_Given problem a:_ Pick out every line of the records that contains the string "clay", treating case as significant, and copy each such line.
* Begin Extracted text *
What is a student loan rate?
Student loan rates are the rates of interest applied to student loans.
Interest is an amount of money that you pay to a student loan provider in exchange for getting to borrow their money to pay for your higher education.
Interest is calculated as a percentage of the amount of money that you borrow. This amount is called your “principal balance”.
The amount of interest that you need to pay on your student loan and when that sum needs to be repaid will depend on the type of student loan you’ve taken out and the loan’s terms.
Most student loans are daily interest loans. If you take out a daily interest student loan, your lender or loan servicer will calculate interest daily. That interest will then accumulate and be added to the outstanding amount you must repay.
What’s the difference between subsidized loan rates and unsubsidized loan rates?
There are two main types of federal student loans: subsidized student loans and unsubsidized student loans. Whether a loan is subsidized or unsubsidized will determine when a borrower is going to be expected to start repaying interest on their principal loan balance.
When a loan is subsidized, it means that the U.S. Government will pay any accumulated interest on your behalf while you’re still completing your education. That means you won’t be expected to repay a cent of interest on your student loan until after you graduate.
When a loan is unsubsidized, you as the borrower may have to start repaying interest on your principal amount immediately. That being said, if your unsubsidized loan qualifies for an in-school deferment you won’t need to repay interest immediately (although the interest will continue to accrue over the course of the deferment period).
* End Extracted text *
_Given problem b:_ According to the text on student loan rates, what is the amount of money you borrow called?
* Begin Stored records *
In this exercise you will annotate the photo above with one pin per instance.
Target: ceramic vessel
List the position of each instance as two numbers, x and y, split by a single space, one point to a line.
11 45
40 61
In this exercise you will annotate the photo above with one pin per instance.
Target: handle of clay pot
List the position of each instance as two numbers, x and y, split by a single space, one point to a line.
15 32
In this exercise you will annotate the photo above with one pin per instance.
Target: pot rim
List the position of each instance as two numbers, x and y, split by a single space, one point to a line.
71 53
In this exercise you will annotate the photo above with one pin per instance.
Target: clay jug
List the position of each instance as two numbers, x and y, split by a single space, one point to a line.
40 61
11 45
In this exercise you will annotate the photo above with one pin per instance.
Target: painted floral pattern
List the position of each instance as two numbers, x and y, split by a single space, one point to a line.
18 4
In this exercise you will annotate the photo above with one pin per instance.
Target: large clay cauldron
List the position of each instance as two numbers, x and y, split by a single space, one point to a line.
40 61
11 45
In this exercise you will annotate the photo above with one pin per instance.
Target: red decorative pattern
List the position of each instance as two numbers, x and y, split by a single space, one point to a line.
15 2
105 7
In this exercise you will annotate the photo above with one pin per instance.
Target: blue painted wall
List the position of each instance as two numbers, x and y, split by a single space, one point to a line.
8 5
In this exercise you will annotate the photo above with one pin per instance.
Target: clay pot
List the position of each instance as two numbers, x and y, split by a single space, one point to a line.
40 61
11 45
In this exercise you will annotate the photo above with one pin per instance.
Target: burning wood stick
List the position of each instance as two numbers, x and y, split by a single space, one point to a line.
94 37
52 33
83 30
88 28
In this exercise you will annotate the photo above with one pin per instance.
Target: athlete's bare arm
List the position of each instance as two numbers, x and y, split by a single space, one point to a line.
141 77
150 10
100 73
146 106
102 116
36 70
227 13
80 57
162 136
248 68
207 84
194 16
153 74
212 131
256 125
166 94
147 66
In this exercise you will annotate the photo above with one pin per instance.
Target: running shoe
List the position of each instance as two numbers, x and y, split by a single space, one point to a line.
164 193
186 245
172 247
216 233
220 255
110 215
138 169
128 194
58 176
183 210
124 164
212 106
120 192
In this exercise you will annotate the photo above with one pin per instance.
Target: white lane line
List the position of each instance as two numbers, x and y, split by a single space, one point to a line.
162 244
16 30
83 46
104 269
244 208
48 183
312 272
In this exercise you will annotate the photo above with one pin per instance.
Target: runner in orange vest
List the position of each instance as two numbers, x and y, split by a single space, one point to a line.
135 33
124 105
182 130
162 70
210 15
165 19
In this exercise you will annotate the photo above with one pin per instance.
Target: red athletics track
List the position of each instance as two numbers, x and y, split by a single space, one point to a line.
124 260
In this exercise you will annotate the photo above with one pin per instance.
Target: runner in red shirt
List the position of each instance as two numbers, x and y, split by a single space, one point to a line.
* End Stored records *
_Correct answer a:_
Target: handle of clay pot
Target: clay jug
Target: large clay cauldron
Target: clay pot

_Correct answer b:_ Your "principal balance."